Minor changes include:
-Shepard being more suspicious of Miranda after she kills Wilson
-Shepard being angrier upon discovering that she was saved, not by the alliance, but by Cerberus if she is a Sole Survivor
-TIM explaining that he wont send a ship of specialists through the Omega 4, without knowing what is beyond it. He is developing special probes with automated FTL systems to survey the other side of the Relay, before bringing back results/footage.
-Shepard gets a debriefing from either Miranda, TIM, or Jacob on each dossier, detailing their abilities, history, and what purpose they might hypothetically serve.
The OVERALL PLOT
Smudboy is write, I think, when he says that the real enemy of ME2 should've been the Reapers. However, I feel that he goes to the extreme, by making Shepard become a sort of diplomat that needs to convince every race to fight the Reapers. This is extremely premature, considering that we don't know how ME3 will pan out.
Hence, I keep ME2's plot more or less the same, with changes being acknowledgement that:
-Shepard is copping with his/her death (this influences how Tali, Miranda, and Garrus respect you)
-The specialists have fluctuating faith in their abilities to carry out the ever looming threat of the final suicide mission
-Shepard doesn't know how or where the collectors will strike.
While I wouldn't change the existing ME2 small Collector/Reaper plot, I would add to it.
4 missions involving the collectors and their abductions would be added. Each of these missions would be a mini suicide mission. One character can die each mission. This does not include Horizon, or the Derelict Collector Ship. These missions can be tackled in any order.
Freedom's progress is the same, except that Tali is more suspicious of Shepard when she is first reunited with him.
Horizon is the same, except for the very ending discussion with VS. Shepard can now explain himself to Ash/Kaiden more thoroughly.
Additional Mission - Ambushing the Collectors. At Feris Fields, you and your team are finally given the option to ambush the Collectors with some preparation. All squad mates go with you, but like the suicide mission, they are separated due to mission objectives. Feris Fields is a semi large colony, so deciding whether protecting the innocent, or killing the collectors is very important.

◆ **EXCERPTED DATA**:
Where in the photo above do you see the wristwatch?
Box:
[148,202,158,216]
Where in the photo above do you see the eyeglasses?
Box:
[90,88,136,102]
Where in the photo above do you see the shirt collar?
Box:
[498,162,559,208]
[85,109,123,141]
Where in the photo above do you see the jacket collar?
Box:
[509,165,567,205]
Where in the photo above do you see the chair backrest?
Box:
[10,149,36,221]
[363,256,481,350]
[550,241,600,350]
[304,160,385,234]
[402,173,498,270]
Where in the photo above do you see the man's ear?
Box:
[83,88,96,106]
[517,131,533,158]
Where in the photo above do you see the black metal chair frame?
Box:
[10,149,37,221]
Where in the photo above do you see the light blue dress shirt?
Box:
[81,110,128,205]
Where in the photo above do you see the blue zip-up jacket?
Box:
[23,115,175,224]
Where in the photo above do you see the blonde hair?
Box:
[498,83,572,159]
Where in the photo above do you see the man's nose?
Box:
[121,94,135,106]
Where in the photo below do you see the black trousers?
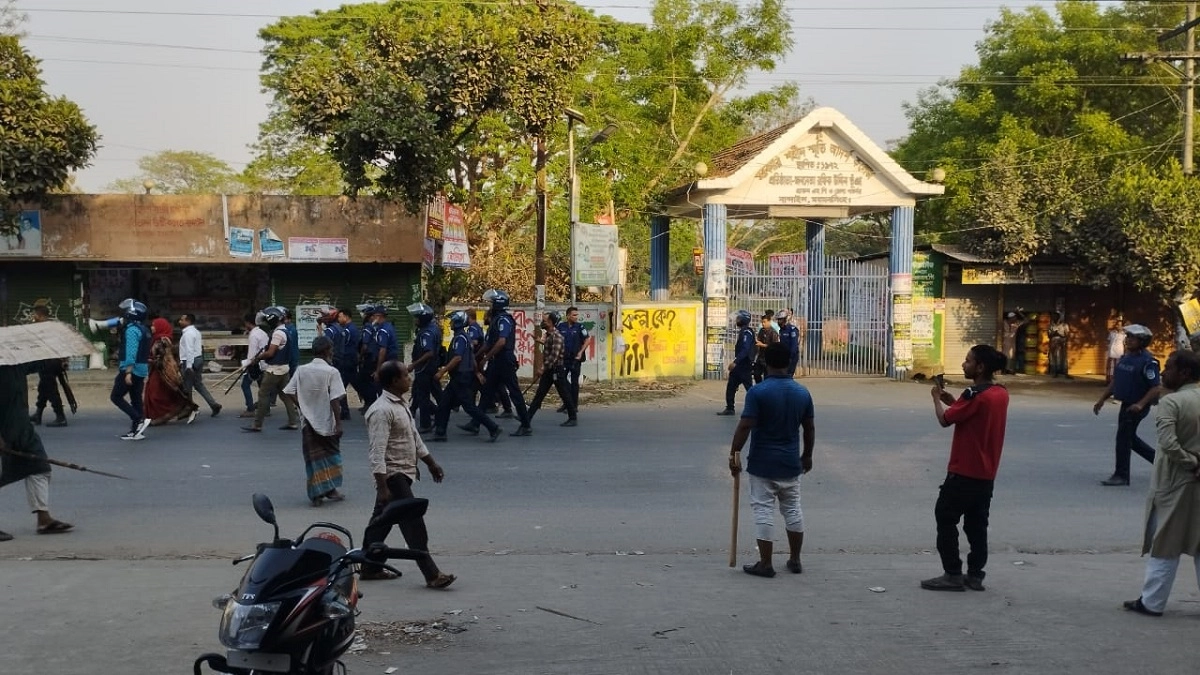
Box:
[934,473,995,579]
[479,357,529,426]
[433,372,498,435]
[362,473,438,581]
[413,365,442,429]
[725,364,754,410]
[529,366,576,422]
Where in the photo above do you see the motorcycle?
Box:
[192,494,439,675]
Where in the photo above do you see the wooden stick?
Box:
[730,471,742,567]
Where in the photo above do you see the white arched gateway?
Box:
[650,108,944,378]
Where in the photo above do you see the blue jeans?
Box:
[108,371,145,426]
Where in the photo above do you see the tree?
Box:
[0,36,97,233]
[895,2,1200,298]
[108,150,246,195]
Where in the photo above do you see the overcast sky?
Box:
[18,0,1065,192]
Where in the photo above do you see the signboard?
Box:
[0,211,42,258]
[572,222,620,286]
[425,195,446,241]
[258,227,287,258]
[229,227,254,258]
[725,249,756,275]
[289,235,350,258]
[442,204,470,269]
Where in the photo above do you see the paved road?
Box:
[0,380,1180,674]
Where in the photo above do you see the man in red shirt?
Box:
[920,345,1008,591]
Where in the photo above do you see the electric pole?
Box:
[1121,2,1200,175]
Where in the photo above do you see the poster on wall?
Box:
[229,227,254,258]
[288,237,350,263]
[0,211,42,258]
[258,227,287,258]
[725,249,756,275]
[442,204,470,269]
[571,222,620,286]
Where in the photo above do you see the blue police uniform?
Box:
[558,321,588,408]
[779,323,800,376]
[725,327,755,412]
[479,311,529,428]
[433,330,499,437]
[413,321,442,431]
[1112,350,1162,480]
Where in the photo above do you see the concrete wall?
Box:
[25,195,425,263]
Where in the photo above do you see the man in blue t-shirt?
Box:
[1092,323,1162,486]
[730,342,816,577]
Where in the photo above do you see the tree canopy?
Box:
[0,35,97,231]
[108,150,246,195]
[895,2,1200,299]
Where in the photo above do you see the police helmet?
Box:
[484,288,509,310]
[254,307,283,330]
[446,310,467,330]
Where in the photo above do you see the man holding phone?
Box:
[730,342,816,577]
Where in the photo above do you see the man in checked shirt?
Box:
[360,360,455,589]
[529,312,577,426]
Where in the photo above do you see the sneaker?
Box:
[920,574,966,591]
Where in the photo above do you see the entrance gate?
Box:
[726,259,892,376]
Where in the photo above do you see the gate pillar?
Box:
[888,207,914,378]
[701,199,730,380]
[800,219,826,363]
[650,215,671,303]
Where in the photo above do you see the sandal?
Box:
[742,560,775,579]
[425,572,457,589]
[37,520,74,534]
[359,569,400,581]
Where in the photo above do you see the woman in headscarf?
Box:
[143,317,199,426]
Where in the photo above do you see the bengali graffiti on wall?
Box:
[613,306,700,377]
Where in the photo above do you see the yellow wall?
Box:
[613,305,702,378]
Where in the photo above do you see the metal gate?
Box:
[726,259,892,376]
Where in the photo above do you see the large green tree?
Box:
[108,150,246,195]
[0,35,97,232]
[895,1,1200,298]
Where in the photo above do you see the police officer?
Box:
[355,305,380,414]
[1092,323,1162,486]
[472,288,533,436]
[775,310,800,377]
[716,310,755,416]
[430,310,500,443]
[407,303,442,434]
[558,307,592,412]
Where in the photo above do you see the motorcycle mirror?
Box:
[251,492,280,539]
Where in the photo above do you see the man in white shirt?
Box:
[178,313,221,417]
[361,360,455,589]
[282,335,346,507]
[238,313,271,418]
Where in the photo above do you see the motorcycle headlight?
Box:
[220,602,281,650]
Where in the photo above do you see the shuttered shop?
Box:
[0,259,83,327]
[271,263,421,356]
[944,276,1000,372]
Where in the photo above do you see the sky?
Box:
[17,0,1070,192]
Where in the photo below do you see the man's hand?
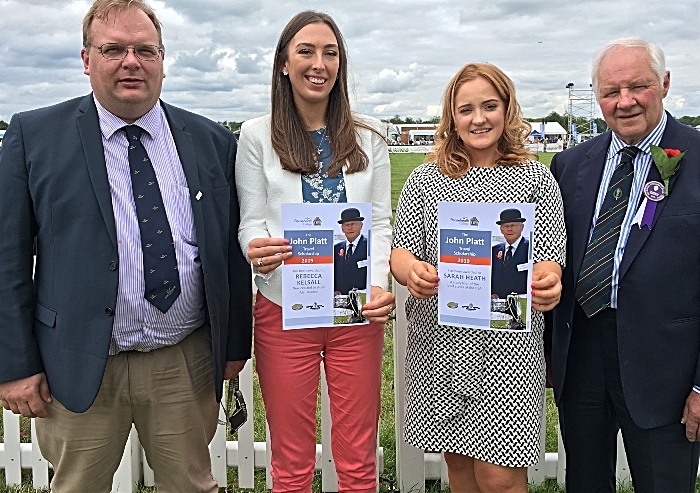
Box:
[681,390,700,442]
[362,286,396,324]
[224,359,248,380]
[530,260,561,312]
[0,373,52,418]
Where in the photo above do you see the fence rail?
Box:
[0,281,629,493]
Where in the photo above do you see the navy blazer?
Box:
[0,95,252,412]
[491,237,530,299]
[546,115,700,429]
[333,235,367,294]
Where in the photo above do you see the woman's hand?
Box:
[362,286,396,324]
[531,260,561,312]
[406,260,440,300]
[248,238,292,274]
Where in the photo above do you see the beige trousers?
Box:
[37,324,219,493]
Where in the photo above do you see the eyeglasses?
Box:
[92,43,165,62]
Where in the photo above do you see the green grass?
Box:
[0,153,660,493]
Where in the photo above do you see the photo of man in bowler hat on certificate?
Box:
[333,207,367,295]
[491,209,530,299]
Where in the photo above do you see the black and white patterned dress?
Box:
[393,161,566,467]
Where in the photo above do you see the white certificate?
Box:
[438,202,535,331]
[281,203,372,330]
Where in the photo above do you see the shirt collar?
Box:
[506,235,523,251]
[609,111,667,156]
[345,233,362,249]
[92,94,165,140]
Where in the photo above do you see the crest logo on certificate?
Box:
[282,203,372,330]
[438,202,535,331]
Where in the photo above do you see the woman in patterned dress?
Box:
[236,11,394,492]
[391,64,566,493]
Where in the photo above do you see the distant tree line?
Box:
[382,115,440,125]
[676,116,700,127]
[382,111,700,133]
[219,120,243,132]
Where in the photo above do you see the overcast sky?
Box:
[0,0,700,121]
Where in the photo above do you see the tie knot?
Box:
[122,125,143,142]
[620,146,639,164]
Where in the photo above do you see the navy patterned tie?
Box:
[123,125,180,313]
[503,245,513,268]
[343,243,352,267]
[575,146,639,318]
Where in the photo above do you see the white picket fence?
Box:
[0,282,629,493]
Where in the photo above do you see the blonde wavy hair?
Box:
[426,63,537,179]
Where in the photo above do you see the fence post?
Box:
[112,424,141,493]
[32,418,49,490]
[236,361,255,488]
[2,409,22,486]
[209,395,227,488]
[527,389,547,484]
[392,279,425,492]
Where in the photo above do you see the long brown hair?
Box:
[270,10,376,176]
[426,63,537,178]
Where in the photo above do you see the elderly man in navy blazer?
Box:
[546,38,700,493]
[491,209,530,299]
[333,207,367,294]
[0,0,252,493]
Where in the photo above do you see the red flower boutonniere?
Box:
[650,145,685,197]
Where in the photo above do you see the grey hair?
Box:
[591,36,666,97]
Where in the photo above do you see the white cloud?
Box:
[0,0,700,121]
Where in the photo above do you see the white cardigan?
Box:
[236,115,391,305]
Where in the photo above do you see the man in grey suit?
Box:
[0,0,252,493]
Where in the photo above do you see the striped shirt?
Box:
[588,112,666,308]
[95,99,205,354]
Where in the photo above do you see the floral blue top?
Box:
[301,127,348,203]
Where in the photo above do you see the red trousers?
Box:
[254,292,384,493]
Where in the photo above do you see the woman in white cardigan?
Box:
[236,11,395,492]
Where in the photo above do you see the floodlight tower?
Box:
[566,82,595,147]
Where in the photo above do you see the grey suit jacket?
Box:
[546,115,700,428]
[0,95,252,412]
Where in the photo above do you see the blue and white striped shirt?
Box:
[588,112,666,308]
[95,99,205,354]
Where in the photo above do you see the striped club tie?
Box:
[575,146,639,318]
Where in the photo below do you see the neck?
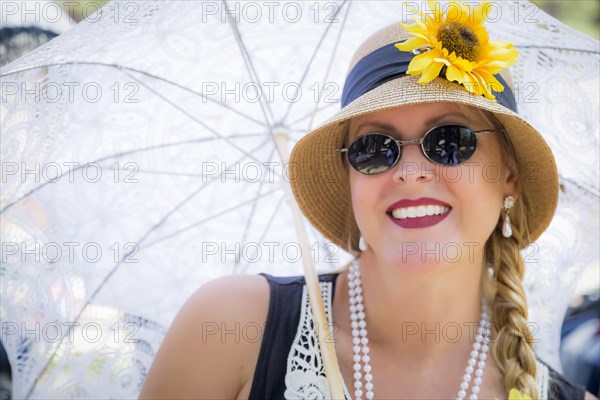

◆ **THINGS TO DO**:
**A.** In the ME2 plot proposal, how many missions involving the collectors and their abductions would be added?
**B.** Reproduce the stretch of the ME2 plot proposal from "4 missions involving" through "Ash/Kaiden more thoroughly.".

◆ **REPLIES**:
**A.** Four missions would be added.

**B.**
4 missions involving the collectors and their abductions would be added. Each of these missions would be a mini suicide mission. One character can die each mission. This does not include Horizon, or the Derelict Collector Ship. These missions can be tackled in any order.
Freedom's progress is the same, except that Tali is more suspicious of Shepard when she is first reunited with him.
Horizon is the same, except for the very ending discussion with VS. Shepard can now explain himself to Ash/Kaiden more thoroughly.